# [Zu bearbeiten]
1) Nennen Sie alle Eigenschaften, die die Rede zum Gentechnikverbot der Regelung zuschreibt, nach der sechs Ministerien ein Einvernehmen herstellen müssen.
2) Führen Sie die Rede zum Gentechnikverbot im Anschluss an ihren letzten Satz fort.

# [Übungstext]
########################################

Wir – das gilt bestimmt auch für den Minister und den Koalitionspartner – wollen ein rechtssicheres bundesweites Verbot von Gentechnik auf den Weg bringen.

(Beifall bei der SPD)

Was wir nicht wollen, ist ein Flickenteppich, in dem einige Bundesländer Anbauverbote erlassen und andere eben nicht, sei es aus politischen Gründen, weil der Prozess zu kompliziert ist, sei es, weil die Behörden mit Klagen von Gentechnikkonzernen überzogen werden, denen sie nicht standhalten können; denn Pollen machen schließlich nicht an der Landesgrenze halt.

Herr Minister Schmidt, Sie haben immer wieder und auch gerade zu Beginn Ihrer Rede betont, dass Sie das Gesetz für die Länder und mit den Ländern machen wollen. Gegen diesen Entwurf aber laufen die Länder Sturm. Sie werden die zahllosen Änderungsanträge aus dem Bundesrat wohl kennen. Ein Gesetz, das so sehr auf die Mitwirkung der Länder baut, muss deren Bedenken berücksichtigen.

(Beifall bei der SPD und dem BÜNDNIS 90/DIE GRÜNEN)

Bedenken Nummer eins: In Phase 1, in der das BMEL die Saatgutkonzerne bitten soll, Deutschland von Anbauanträgen auszunehmen, müssen sechs Ministerien ein Einvernehmen herstellen. Das ist kompliziert, das ist zeitaufwendig und störanfällig. Keines der Bundesländer, egal in welcher Regierungskoalition, will diese Regelung. Das Landwirtschafts- und das Umweltministerium daran zu beteiligen, das reicht völlig.

(Beifall bei der SPD und dem BÜNDNIS 90/DIE GRÜNEN)

Warum um Himmels willen soll zum Beispiel das Forschungsministerium eingebunden werden? Die Forschung ist doch vom Verbot überhaupt nicht betroffen. Im Gegenteil: Sie ist ausdrücklich ausgenommen. Ich finde es reichlich befremdlich, wenn so getan wird, als bedeute ein Verbot des kommerziellen Anbaus für gentechnisch verändertes Saatgut auf freiem Feld, das die Mehrheit der Bürgerinnen und Bürger in diesem Land will, das Ende des Forschungsstandorts Deutschland. Das ist einfach Unfug. Wer so argumentiert und gleichzeitig immens hohe Hürden für Anbauverbote ins Gesetz schreibt, ist offenbar gar nicht wirklich bemüht, für gentechnikfreie Äcker zu sorgen.

(Beifall bei der SPD und dem BÜNDNIS 90/DIE GRÜNEN)

Wenn in der Kabinettssitzung dem Vorsorgeprinzip dann noch mal eben ein Innovationsprinzip in der Gesetzesbegründung an die Seite gestellt wird, etwas, was sich unter anderem die großen Chemie- und Saatgutkonzerne ausgedacht haben, dann frage ich mich schon, wohin das Landwirtschaftsministerium bzw. das Forschungsministerium eigentlich will.

########################################

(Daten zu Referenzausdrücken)
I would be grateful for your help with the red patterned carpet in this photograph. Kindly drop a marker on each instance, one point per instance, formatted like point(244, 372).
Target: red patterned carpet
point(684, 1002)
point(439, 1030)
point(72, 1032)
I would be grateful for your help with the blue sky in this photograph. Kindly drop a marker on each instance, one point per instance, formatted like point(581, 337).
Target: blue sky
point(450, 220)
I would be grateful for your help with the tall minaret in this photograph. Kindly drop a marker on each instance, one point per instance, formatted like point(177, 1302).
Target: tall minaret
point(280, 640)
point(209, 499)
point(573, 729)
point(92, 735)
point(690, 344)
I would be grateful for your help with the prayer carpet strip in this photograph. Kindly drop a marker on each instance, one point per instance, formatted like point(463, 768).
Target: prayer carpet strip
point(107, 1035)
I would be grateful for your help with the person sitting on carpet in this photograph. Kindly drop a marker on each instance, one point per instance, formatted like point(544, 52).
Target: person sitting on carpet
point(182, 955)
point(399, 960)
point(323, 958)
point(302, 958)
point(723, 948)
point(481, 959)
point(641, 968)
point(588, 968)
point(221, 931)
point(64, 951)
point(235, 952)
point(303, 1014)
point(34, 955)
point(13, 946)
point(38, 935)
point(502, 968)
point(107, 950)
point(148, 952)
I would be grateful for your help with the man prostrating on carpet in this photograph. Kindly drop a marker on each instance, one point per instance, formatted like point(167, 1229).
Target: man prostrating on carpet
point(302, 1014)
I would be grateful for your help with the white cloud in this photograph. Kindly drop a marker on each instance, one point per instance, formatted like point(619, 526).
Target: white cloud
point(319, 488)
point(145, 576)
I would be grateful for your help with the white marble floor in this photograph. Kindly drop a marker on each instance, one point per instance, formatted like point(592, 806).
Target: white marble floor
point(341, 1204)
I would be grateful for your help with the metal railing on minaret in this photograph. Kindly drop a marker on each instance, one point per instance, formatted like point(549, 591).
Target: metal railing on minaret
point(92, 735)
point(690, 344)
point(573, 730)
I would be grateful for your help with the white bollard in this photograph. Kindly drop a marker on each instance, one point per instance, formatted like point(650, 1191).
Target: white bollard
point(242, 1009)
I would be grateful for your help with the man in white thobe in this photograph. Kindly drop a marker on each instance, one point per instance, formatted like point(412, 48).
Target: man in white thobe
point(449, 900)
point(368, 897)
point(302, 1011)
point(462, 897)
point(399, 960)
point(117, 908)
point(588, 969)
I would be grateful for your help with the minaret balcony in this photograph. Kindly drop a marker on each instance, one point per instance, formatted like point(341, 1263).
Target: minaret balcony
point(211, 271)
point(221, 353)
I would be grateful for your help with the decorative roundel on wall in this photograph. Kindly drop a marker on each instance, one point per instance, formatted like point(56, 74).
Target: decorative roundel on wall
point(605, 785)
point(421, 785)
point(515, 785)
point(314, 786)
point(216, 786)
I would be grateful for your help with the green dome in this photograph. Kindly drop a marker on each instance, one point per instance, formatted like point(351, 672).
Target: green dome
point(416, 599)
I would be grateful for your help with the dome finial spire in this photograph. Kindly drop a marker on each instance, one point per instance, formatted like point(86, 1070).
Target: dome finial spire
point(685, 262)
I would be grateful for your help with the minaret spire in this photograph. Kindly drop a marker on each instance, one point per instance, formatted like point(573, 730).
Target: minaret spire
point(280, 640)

########################################

# [Antworten je Aufgabe]
1) kompliziert, zeitaufwendig, störanfällig

2)
(Harald Ebner [BÜNDNIS 90/DIE GRÜNEN]: Wo es seine Texte herbekommt!)

Geht es hin zu einer Aufweichung des Vorsorgeprinzips? Das kann wohl nicht allen Ernstes das Ziel sein.

Für die SPD gilt: Der Schutz der Umwelt, der Ökosysteme und der Gesundheit der Menschen und Tiere hat oberste Priorität. Sie, Herr Minister, haben selbst immer betont, Phase 1 solle der Regelfall sein; denn sie bietet hohe Rechtssicherheit. Ich sehe es deshalb als unsere Pflicht an, Phase 1 so praktikabel zu machen, dass sie überhaupt angewendet werden kann. Wir brauchen eine schlanke, eine unbürokratische, eine klare und eine schnell umsetzbare Regelung.

(Beifall bei der SPD)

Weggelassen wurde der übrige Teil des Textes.